What this task involves —
Read the data below. Then repeat all of it exactly.

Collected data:
▽
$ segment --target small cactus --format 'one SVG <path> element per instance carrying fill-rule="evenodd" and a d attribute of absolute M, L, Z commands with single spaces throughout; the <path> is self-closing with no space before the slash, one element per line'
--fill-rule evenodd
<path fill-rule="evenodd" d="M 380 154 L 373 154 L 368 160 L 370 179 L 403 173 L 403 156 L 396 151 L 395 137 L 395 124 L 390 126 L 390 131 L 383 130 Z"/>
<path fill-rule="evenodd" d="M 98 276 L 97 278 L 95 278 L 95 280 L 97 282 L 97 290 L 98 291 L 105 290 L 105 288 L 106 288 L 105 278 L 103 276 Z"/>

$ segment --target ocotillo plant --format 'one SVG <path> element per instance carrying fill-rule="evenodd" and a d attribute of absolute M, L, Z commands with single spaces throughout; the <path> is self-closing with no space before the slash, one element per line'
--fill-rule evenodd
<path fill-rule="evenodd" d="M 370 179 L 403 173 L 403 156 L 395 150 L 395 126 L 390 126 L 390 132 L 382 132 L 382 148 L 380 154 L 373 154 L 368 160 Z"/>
△
Solution to this problem —
$ segment --target small cactus --format 'one SVG <path> element per instance carrying fill-rule="evenodd" and a d attribute of absolute M, L, Z commands with single spaces throughout; the <path> is self-closing with no space before the slash, one element per line'
--fill-rule evenodd
<path fill-rule="evenodd" d="M 380 154 L 373 154 L 368 160 L 370 179 L 403 173 L 403 156 L 396 151 L 395 137 L 395 124 L 390 126 L 390 131 L 383 130 Z"/>
<path fill-rule="evenodd" d="M 98 276 L 97 278 L 95 278 L 95 280 L 97 282 L 97 290 L 98 291 L 105 290 L 105 288 L 106 288 L 105 278 L 103 276 Z"/>

$ segment --target ocotillo plant --format 'one SVG <path> element per instance carrying fill-rule="evenodd" and a d attribute of absolute M, L, Z commands with single spaces throughout; the <path> is self-closing with no space before the slash, one element per line'
--fill-rule evenodd
<path fill-rule="evenodd" d="M 370 179 L 403 173 L 403 156 L 395 150 L 395 126 L 390 126 L 390 132 L 382 132 L 382 148 L 380 154 L 373 154 L 368 160 Z"/>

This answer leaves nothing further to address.